Task brief — In every one of the rows below, replace "Use CSV with" with "Format as CSV with" and write all the rows out again with nothing else changed. Leave the pictures out of your answer.

Coordinate annotation records —
※ ※ ※

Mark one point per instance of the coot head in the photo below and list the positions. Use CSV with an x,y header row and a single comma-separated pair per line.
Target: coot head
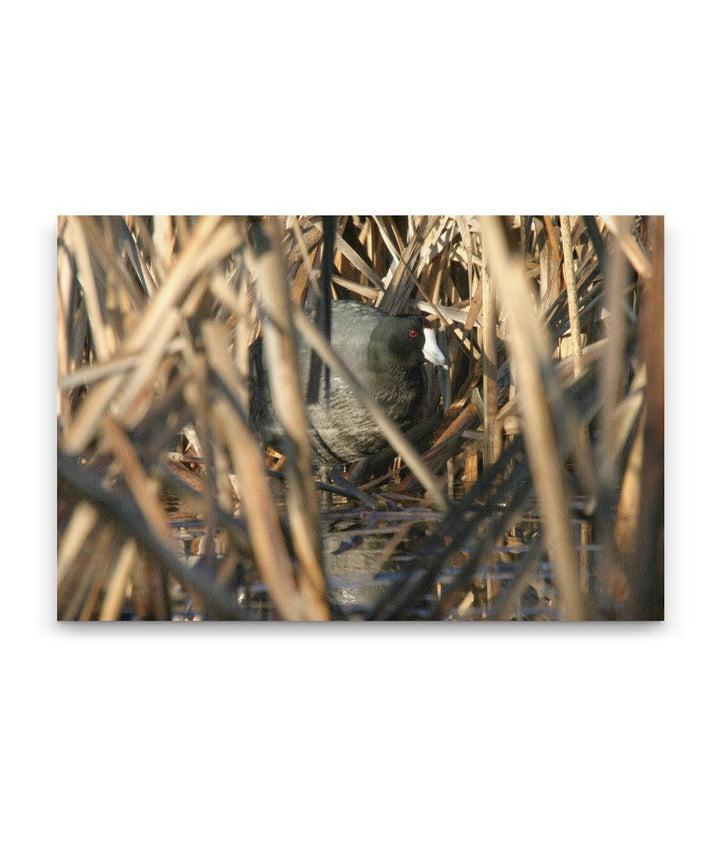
x,y
403,340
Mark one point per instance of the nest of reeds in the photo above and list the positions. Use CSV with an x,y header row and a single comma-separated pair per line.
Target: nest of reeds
x,y
533,487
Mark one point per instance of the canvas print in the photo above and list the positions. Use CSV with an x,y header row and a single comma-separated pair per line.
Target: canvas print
x,y
360,418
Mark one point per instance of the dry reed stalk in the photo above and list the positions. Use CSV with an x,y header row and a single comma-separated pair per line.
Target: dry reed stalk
x,y
571,288
288,400
492,428
646,567
612,371
124,512
81,523
619,228
71,600
391,432
119,577
262,518
90,374
117,442
87,280
164,243
529,350
211,240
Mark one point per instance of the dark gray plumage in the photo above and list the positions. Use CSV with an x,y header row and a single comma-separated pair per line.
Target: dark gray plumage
x,y
386,352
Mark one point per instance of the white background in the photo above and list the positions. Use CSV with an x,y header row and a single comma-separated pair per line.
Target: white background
x,y
358,739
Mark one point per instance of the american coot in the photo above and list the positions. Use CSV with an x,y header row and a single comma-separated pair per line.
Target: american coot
x,y
386,352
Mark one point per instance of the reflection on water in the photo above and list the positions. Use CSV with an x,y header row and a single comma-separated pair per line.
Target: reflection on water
x,y
352,565
364,555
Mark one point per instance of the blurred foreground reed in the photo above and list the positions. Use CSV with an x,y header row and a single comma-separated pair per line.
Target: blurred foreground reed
x,y
533,490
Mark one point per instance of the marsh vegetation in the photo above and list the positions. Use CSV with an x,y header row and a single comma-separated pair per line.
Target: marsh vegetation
x,y
530,485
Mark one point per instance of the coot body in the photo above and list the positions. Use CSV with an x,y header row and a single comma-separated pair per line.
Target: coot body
x,y
386,352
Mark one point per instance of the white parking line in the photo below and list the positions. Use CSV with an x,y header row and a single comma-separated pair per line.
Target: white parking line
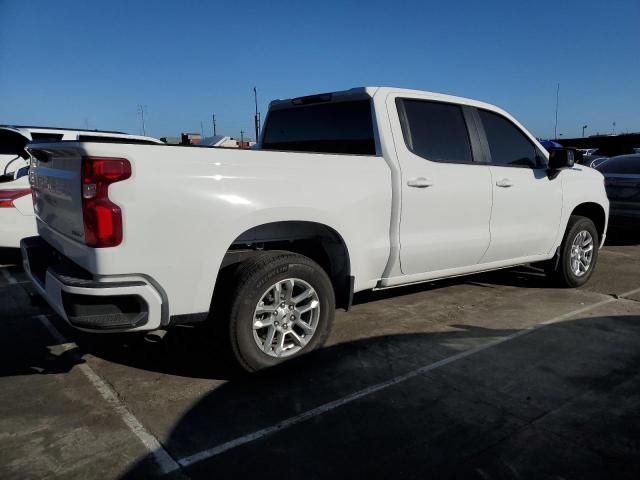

※ ※ ※

Task answer —
Mark one point per instance of the coot head in the photo below and list the positions. Format as CSV with an x,y header row and a single comma-separated pair per line.
Target: coot head
x,y
403,340
Mark one point per instance of the nest of reeds in the photo above and list the positions. Format as CSV with an x,y header row and a single comma-separated pair per line.
Target: nest of reeds
x,y
533,487
Mark one point per instance of the canvas print in the photo above and list the positions. Format as CSV with an x,y header row and a single comma-separated pair per line.
Target: canvas print
x,y
360,418
Mark one point per instance of the dry reed stalk in the photo above and list the positions. Format as CSV with an x,y header row and a single comma-separated pair per line.
Target: dry reed stalk
x,y
571,288
288,400
492,428
646,567
612,371
124,512
81,523
619,228
71,600
391,432
119,577
262,518
90,374
117,442
87,280
164,243
529,350
211,240
Mark one point per instance of the dark gray plumage in the photo above and list the positions. Format as CSV with an x,y header row and a single comma-separated pair per line.
Target: dark gray plumage
x,y
386,352
Mark one point per instance of the white background in the photo above and list the positions. Format as CSV with an x,y header row and a single comma-separated pair per line.
Target: white background
x,y
358,739
Mark one point per instance of the american coot in the photo above and list the positions. Format as CSV with an x,y header row and a single comma-separated pair per line.
Target: american coot
x,y
386,352
Mark one point per instance of the reflection on water in the photo above and list the positions. Format as CSV with an x,y header row and a single comma-separated pair per line.
Target: reflection on water
x,y
352,565
364,555
Mark one point per instance of the blurred foreground reed in the photo above and list the positions. Format as CSV with an x,y header row and a single comma-separated pair per line.
Target: blurred foreground reed
x,y
533,490
Mark one point per instance of the marsh vegetation in the photo above and list the positions. Format as CSV with an x,y header row and a single comma-separated pair per line.
Target: marsh vegetation
x,y
530,485
Mark one point per instance of the coot body in the photo above and list the positions. Format as CSV with an x,y header row and a single comma-separated pair per line.
Target: coot body
x,y
386,352
Mark one point per instance of the white parking line in the photo below and list the positions. Format as CSV with an x,y header row and a single comma-separated pair per line.
Target: white parking line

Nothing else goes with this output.